Requirement A ::
Answer each question about the Lake Winnipeg text, one line each, marking your answers (i), (ii), (iii) to match:
(i) Which river is listed as a water outflow point of the lake?
(ii) Which company operates the hydroelectric dam in Grand Rapids, Manitoba?
(iii) Which native fish species can the cyanobacteria's decomposition suffocate?
Requirement B :: Render this sentence from the Lake Winnipeg text in French: "Satellite images show that blooms are occurring more frequently and are covering more surface area of the lake."
Requirement C :: Summarize the Lake Winnipeg text in three sentences.

Text section ::
---
Eutrophication entry points in Lake Winnipeg include:
- The Winnipeg River (E)
- The Saskatchewan River (W)
- The Red River (S)
- Precipitation
Water outflow points in Lake Winnipeg include:
- The Nelson River (NE)
The Red River accounts for roughly 7,716 tonnes of phosphorus draining into Lake Winnipeg per year. Approximately 2,500 tonnes of phosphorus flow out of the lake every year through the Nelson River. It is estimated that incoming phosphorus levels are doubled by agriculture and waste waters from the northern United States. The Saskatchewan River carries phosphorus from Alberta and Saskatchewan into the northwestern part of the lake. The Winnipeg River also nutrient loads the lake from Minnesota and Ontario. The nearby City of Winnipeg does not remove nitrogen and phosphorus from the majority of its wastewater (though upgrades to its sewage treatment plants were underway as of 2017), and these nutrients flow directly into Lake Winnipeg. Due to the washing and filtration techniques used by year-round and seasonal inhabitants along Lake Winnipeg, phosphorus-enriched soapy water can seep into the lake.

== Hydroelectricity ==
A large hydroelectric dam in Grand Rapids, Manitoba, is powered by the Saskatchewan River. The river currents rapidly catch runoff from much of the Canadian prairies, which then flows through a narrow channel eventually spilling into the north side of Lake Winnipeg. The dam is operated by Manitoba Hydro, which operates numerous dams throughout Manitoba that directly affect Lake Winnipeg's water levels and flow rate. The hydroelectric operations along Lake Winnipeg produce hundreds of millions of dollars in revenue every year for Manitoba Hydro. Pressure from provincial authorities and the media has prompted Manitoba Hydro to donate more than $1.35 million over a six-year span to help researchers tackle the constant biological and water quality changes in Lake Winnipeg.

== Chemical and biological problems ==
Environment Canada reports that the amount of nitrogen and phosphorus in Lake Winnipeg has increased dramatically since the 1990's, caused by a massive increase in the use of agricultural fertilizer, burning of fossil fuels, development of large urban populations, and an upsurge in land clearing and deforestation. The increased nitrogen and phosphorus loading from human activity has accelerated eutrophication of certain rivers, lakes, and wetlands, resulting in loss of habitat, changes in biodiversity and loss of recreational potential. The increased nutrients fuel the growth of cyanobacteria which grow rapidly and then die off over the course of an algae bloom. As the cells die and break down, they release cyanotoxins in the surrounding water.

Cyanobacteria blooms frequently persist for several months in Lake Winnipeg until colder temperatures, currents, and changes in the seasonal weather can filter them out. The cyanobacteria's decomposition process consumes oxygen at such a high rate that it can suffocate Lake Winnipeg's native walleye fish species and other aquatic life. Although small amounts of cyanobacteria occur naturally in Lake Winnipeg, there is no conclusive evidence of what normal levels may be. Satellite images show that blooms are occurring more frequently and are covering more surface area of the lake. The Lake Winnipeg algae crisis has grown to such a large scale that the blooms can be seen from outer space.
---
Given data ::

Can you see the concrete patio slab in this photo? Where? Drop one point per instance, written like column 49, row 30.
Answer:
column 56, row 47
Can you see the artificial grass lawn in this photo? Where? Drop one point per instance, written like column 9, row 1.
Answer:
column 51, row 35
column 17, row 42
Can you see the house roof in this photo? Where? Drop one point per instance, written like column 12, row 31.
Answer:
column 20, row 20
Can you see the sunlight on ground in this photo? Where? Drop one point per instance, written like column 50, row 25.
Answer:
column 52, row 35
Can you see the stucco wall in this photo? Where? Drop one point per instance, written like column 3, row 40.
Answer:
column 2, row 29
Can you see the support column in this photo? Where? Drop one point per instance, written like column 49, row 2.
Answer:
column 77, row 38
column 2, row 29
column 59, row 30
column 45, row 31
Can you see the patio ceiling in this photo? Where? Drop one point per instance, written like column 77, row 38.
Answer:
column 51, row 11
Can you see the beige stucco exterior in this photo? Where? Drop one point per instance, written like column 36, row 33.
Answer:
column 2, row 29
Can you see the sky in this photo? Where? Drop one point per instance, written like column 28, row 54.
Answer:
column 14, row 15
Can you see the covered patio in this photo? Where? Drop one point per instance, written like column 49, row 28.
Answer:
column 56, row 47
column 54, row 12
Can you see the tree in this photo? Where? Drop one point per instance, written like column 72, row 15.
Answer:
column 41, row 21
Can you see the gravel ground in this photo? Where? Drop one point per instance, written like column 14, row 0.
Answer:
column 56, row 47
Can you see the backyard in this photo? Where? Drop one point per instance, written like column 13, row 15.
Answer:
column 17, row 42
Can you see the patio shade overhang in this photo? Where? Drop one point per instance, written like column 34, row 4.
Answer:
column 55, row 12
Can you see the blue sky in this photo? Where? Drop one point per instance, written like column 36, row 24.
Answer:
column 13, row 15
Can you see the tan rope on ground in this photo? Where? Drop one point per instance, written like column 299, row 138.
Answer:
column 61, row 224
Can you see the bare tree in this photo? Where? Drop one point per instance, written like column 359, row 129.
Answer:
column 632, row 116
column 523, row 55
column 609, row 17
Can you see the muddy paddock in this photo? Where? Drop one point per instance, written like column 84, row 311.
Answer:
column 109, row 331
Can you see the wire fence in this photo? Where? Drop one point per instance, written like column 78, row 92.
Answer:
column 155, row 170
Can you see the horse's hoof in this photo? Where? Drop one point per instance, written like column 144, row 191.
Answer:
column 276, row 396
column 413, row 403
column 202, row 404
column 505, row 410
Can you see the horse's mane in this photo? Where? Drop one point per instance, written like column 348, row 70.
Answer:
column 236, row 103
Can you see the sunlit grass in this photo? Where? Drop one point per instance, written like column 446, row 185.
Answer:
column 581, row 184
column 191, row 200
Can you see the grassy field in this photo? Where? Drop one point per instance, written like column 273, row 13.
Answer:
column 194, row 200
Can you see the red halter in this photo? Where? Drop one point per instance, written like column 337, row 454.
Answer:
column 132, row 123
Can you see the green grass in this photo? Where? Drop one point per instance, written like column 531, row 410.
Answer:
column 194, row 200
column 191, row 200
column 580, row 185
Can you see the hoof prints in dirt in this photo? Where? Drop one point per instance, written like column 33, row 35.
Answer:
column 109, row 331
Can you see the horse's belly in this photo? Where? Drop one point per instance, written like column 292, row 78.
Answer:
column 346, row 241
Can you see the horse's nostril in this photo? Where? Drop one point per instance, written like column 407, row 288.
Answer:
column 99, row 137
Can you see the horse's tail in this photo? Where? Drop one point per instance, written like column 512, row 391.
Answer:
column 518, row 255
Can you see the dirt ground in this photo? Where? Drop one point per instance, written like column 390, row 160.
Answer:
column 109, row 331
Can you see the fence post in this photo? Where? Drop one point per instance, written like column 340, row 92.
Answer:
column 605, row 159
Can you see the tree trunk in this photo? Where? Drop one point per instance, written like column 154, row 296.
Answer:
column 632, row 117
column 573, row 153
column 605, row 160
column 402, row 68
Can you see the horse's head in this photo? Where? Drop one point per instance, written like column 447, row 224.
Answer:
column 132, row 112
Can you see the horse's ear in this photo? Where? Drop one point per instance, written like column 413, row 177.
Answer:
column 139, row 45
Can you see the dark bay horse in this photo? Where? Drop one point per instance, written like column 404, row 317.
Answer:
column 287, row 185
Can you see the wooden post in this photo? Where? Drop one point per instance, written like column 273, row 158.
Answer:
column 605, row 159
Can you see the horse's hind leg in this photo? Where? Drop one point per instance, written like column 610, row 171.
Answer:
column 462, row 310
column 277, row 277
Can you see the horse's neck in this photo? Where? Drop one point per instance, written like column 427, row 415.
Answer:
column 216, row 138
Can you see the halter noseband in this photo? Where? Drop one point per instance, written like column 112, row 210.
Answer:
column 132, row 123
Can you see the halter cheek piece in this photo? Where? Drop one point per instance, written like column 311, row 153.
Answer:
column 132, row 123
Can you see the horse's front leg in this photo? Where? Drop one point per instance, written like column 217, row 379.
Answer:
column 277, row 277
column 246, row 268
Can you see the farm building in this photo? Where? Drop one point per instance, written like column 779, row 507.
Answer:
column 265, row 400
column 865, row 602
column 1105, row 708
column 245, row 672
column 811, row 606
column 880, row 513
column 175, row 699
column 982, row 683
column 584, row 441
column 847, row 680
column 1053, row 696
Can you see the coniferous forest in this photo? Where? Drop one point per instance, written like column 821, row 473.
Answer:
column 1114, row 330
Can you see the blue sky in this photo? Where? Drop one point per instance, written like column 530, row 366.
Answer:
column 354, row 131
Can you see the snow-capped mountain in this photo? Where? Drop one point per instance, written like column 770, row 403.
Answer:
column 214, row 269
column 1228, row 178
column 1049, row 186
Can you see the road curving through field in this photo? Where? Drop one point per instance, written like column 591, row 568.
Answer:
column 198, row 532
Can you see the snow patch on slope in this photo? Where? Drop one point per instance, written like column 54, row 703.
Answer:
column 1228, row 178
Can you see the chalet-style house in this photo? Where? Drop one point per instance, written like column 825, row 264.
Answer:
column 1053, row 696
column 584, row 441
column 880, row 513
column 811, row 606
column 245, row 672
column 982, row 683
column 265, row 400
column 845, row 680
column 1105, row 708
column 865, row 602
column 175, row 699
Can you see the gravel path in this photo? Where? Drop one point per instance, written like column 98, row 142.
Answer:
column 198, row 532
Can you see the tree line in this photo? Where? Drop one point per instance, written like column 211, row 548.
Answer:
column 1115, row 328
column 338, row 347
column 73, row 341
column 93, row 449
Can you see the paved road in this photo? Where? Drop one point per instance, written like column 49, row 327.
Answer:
---
Written response A ::
(i) The Nelson River
(ii) Manitoba Hydro
(iii) Walleye

Written response B :: Les images satellites montrent que les efflorescences se produisent plus fréquemment et couvrent une plus grande superficie du lac.

Written response C :: Lake Winnipeg receives phosphorus and other nutrients from the Red, Saskatchewan, and Winnipeg Rivers, as well as from agriculture, urban wastewater, and lakeside inhabitants, while water flows out through the Nelson River. Manitoba Hydro operates dams that affect the lake's water levels and flow rate, and it has donated more than $1.35 million to help researchers study the lake's biological and water quality changes. Since the 1990s, increased nitrogen and phosphorus have fueled cyanobacteria blooms that release cyanotoxins, consume oxygen needed by fish such as walleye, and have grown large enough to be seen from outer space.